# Task item
Starting with the line that contains "Target: black picture frame" and stopping after the line that contains "point: dark rock", copy the entries below exactly. Include nothing else.

^^^^

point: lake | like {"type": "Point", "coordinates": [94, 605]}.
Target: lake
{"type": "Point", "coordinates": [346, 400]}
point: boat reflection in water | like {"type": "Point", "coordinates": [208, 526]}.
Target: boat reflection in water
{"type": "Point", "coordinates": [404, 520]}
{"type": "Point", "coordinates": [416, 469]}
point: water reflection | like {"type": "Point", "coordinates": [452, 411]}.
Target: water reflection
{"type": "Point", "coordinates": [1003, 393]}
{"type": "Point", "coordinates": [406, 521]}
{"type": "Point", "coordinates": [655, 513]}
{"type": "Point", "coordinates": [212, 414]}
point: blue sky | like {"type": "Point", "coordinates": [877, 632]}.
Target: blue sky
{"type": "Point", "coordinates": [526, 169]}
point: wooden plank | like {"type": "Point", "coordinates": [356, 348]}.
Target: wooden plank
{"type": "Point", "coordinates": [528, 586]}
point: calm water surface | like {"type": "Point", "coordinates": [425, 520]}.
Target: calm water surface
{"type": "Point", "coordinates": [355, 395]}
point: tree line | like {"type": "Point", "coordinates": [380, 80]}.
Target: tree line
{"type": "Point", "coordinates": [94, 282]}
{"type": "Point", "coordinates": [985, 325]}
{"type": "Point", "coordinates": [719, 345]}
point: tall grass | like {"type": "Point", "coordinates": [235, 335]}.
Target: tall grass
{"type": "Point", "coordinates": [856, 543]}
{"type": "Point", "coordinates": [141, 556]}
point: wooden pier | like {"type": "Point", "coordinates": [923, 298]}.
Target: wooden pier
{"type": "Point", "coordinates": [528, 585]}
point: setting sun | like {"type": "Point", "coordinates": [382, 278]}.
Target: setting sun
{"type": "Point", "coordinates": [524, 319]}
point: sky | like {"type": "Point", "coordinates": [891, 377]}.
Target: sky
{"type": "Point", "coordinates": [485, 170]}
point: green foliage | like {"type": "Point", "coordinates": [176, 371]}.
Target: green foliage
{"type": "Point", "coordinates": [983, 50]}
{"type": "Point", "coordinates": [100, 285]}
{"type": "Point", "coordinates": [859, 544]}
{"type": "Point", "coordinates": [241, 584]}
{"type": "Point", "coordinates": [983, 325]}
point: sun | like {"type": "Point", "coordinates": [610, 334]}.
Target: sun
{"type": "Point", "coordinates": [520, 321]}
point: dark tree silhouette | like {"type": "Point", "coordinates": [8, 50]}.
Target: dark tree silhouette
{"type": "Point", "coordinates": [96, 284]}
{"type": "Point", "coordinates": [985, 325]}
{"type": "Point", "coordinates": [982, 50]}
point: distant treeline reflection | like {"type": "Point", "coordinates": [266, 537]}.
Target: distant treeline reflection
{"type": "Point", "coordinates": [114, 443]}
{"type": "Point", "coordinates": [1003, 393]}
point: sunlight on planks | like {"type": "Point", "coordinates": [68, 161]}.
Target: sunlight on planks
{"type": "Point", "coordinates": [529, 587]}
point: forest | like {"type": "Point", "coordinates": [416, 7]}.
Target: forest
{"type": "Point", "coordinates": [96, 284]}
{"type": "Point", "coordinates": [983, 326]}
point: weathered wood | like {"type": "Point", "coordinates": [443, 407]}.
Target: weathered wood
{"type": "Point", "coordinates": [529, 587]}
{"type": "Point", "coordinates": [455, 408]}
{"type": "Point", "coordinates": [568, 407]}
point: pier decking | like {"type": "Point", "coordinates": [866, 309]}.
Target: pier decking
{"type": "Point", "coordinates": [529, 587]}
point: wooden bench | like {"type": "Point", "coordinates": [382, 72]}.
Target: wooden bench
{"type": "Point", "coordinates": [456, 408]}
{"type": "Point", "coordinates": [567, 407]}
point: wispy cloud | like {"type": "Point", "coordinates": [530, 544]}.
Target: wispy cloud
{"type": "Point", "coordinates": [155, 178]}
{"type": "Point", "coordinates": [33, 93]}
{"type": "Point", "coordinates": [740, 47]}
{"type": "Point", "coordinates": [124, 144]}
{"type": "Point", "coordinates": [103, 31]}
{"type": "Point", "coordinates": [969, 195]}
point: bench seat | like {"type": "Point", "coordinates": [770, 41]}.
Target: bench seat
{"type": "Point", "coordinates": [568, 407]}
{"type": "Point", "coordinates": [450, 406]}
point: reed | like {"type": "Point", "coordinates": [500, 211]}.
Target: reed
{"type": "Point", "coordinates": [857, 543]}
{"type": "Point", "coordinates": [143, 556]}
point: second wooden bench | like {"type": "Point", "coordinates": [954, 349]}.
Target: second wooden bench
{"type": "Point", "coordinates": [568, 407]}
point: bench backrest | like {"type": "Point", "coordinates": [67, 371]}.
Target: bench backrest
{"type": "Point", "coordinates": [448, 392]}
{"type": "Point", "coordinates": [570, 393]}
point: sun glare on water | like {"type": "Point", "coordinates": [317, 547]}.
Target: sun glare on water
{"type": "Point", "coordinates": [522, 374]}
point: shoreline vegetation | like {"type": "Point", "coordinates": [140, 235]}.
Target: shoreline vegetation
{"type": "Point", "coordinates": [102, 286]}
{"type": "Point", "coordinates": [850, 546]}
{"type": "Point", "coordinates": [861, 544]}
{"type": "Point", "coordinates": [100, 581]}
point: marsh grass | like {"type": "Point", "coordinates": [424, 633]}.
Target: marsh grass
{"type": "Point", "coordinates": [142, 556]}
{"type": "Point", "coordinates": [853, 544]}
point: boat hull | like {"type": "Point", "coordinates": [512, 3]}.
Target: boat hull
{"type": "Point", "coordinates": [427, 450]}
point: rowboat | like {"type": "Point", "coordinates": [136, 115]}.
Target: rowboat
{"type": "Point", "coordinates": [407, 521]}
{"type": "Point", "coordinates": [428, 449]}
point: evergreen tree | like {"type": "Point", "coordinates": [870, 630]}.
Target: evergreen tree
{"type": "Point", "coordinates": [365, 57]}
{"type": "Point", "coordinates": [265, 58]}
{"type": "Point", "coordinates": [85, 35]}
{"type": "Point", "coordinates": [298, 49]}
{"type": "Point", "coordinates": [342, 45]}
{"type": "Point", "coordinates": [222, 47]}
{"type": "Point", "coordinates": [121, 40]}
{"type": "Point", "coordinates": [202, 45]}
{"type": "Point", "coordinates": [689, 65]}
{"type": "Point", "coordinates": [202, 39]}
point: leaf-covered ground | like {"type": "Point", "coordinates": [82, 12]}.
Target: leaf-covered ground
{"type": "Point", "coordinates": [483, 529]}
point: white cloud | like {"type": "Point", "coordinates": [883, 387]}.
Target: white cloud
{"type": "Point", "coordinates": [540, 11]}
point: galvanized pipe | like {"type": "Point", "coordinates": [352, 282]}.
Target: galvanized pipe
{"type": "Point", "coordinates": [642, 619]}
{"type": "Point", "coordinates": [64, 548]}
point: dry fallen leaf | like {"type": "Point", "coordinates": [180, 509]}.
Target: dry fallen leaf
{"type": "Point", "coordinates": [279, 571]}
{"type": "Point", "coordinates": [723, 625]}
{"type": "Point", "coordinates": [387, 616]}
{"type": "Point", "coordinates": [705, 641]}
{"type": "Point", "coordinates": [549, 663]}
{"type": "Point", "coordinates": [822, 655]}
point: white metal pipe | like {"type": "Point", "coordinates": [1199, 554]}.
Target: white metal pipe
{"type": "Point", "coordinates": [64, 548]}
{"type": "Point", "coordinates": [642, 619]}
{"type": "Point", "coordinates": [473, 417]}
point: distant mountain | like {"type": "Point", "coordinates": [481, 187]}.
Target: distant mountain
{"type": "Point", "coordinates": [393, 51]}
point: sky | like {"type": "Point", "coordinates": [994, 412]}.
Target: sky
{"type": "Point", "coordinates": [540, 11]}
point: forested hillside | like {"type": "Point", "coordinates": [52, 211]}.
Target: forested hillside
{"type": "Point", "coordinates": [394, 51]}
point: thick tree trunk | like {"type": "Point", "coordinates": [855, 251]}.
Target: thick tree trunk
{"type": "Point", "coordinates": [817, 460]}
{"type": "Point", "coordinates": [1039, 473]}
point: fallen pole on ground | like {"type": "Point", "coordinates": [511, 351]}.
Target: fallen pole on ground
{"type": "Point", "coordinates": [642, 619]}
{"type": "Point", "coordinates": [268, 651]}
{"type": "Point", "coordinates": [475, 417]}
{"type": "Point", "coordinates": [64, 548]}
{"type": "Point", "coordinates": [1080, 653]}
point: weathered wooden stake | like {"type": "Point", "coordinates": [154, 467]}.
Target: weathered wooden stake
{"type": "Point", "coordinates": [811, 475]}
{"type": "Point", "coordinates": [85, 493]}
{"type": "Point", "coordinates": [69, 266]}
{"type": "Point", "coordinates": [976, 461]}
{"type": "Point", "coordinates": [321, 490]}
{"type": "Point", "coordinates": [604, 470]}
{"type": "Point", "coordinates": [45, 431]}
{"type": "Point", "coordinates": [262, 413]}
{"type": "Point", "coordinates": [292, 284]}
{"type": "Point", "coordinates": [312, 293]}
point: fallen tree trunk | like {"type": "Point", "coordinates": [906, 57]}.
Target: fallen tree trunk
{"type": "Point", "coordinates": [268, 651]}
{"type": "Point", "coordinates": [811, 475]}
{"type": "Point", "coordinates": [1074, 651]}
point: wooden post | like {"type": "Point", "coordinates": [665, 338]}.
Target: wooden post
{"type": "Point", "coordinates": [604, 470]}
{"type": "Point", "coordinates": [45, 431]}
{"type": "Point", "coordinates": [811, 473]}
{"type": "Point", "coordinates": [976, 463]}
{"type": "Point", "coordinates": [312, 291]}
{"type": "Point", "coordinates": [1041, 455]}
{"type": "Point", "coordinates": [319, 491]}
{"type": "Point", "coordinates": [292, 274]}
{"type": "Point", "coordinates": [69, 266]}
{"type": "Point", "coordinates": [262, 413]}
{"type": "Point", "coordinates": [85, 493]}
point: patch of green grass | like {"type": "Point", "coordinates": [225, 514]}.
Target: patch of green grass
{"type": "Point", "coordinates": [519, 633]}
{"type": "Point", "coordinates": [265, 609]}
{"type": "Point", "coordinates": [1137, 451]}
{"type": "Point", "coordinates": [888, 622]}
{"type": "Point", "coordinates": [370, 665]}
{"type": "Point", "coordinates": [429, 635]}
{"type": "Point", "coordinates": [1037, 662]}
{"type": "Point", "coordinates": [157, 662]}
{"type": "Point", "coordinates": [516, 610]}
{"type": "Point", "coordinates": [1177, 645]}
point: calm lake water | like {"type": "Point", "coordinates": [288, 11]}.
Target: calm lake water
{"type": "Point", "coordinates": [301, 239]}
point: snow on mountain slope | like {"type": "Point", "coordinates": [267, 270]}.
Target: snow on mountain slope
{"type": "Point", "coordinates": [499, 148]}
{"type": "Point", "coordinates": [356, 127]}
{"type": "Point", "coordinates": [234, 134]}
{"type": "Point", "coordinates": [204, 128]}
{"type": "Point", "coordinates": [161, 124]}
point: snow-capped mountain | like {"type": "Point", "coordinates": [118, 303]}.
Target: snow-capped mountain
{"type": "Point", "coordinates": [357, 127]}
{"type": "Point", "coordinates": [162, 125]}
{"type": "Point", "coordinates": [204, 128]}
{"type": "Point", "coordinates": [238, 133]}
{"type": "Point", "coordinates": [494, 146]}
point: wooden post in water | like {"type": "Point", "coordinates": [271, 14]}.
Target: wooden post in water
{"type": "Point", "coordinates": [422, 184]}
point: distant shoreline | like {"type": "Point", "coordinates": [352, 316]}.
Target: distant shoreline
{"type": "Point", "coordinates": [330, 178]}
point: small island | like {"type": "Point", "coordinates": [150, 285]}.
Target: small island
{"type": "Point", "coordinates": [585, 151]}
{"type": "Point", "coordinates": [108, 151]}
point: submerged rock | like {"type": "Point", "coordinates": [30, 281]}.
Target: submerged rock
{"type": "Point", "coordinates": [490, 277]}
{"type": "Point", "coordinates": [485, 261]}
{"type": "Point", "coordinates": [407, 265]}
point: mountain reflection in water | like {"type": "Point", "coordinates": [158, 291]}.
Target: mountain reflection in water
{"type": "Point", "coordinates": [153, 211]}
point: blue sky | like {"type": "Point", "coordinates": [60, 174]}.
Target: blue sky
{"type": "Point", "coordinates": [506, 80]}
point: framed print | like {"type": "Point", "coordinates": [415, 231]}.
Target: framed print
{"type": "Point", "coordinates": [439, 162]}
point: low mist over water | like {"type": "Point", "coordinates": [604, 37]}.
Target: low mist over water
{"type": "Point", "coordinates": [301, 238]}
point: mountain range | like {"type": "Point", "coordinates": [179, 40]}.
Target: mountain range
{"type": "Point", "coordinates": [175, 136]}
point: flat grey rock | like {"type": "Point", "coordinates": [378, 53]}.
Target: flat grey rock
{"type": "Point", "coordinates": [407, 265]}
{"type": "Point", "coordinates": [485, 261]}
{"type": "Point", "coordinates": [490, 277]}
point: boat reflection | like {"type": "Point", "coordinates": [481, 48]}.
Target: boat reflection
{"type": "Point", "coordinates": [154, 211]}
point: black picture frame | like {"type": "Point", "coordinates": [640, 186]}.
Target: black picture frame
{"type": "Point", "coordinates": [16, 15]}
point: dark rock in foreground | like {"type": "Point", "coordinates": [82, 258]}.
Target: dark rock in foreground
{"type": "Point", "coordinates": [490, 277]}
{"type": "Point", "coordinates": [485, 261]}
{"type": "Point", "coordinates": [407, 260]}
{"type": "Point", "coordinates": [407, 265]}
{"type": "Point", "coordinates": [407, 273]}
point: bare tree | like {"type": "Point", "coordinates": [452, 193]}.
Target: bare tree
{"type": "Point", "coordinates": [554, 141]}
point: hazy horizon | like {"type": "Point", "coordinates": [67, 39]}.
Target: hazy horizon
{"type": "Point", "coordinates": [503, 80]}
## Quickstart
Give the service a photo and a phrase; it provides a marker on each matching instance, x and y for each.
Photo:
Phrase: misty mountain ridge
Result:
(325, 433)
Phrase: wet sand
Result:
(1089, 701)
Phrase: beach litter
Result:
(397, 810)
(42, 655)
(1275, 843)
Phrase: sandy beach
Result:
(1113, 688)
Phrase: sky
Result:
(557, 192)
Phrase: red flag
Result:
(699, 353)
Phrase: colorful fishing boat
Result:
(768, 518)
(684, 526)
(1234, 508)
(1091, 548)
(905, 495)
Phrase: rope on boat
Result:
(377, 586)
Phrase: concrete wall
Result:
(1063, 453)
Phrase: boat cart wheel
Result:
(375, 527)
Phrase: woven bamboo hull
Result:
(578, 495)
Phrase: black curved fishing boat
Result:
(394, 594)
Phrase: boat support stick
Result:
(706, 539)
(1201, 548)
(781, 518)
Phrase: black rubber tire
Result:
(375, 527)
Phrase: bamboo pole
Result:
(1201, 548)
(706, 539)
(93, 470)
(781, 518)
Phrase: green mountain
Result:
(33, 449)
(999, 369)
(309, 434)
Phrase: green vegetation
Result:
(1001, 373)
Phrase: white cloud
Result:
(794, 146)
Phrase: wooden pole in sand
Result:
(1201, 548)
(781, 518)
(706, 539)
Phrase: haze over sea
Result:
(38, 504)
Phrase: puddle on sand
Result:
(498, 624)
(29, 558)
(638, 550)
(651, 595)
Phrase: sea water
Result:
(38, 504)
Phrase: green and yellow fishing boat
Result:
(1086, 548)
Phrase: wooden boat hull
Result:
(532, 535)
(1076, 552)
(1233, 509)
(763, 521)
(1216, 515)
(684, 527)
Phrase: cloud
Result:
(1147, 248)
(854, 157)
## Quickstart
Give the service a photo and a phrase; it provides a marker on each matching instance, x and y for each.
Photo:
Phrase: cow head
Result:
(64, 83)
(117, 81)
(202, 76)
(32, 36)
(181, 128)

^^^^

# Reply to the exercise
Target: black picture frame
{"type": "Point", "coordinates": [16, 15]}
point: dark rock in foreground | like {"type": "Point", "coordinates": [82, 258]}.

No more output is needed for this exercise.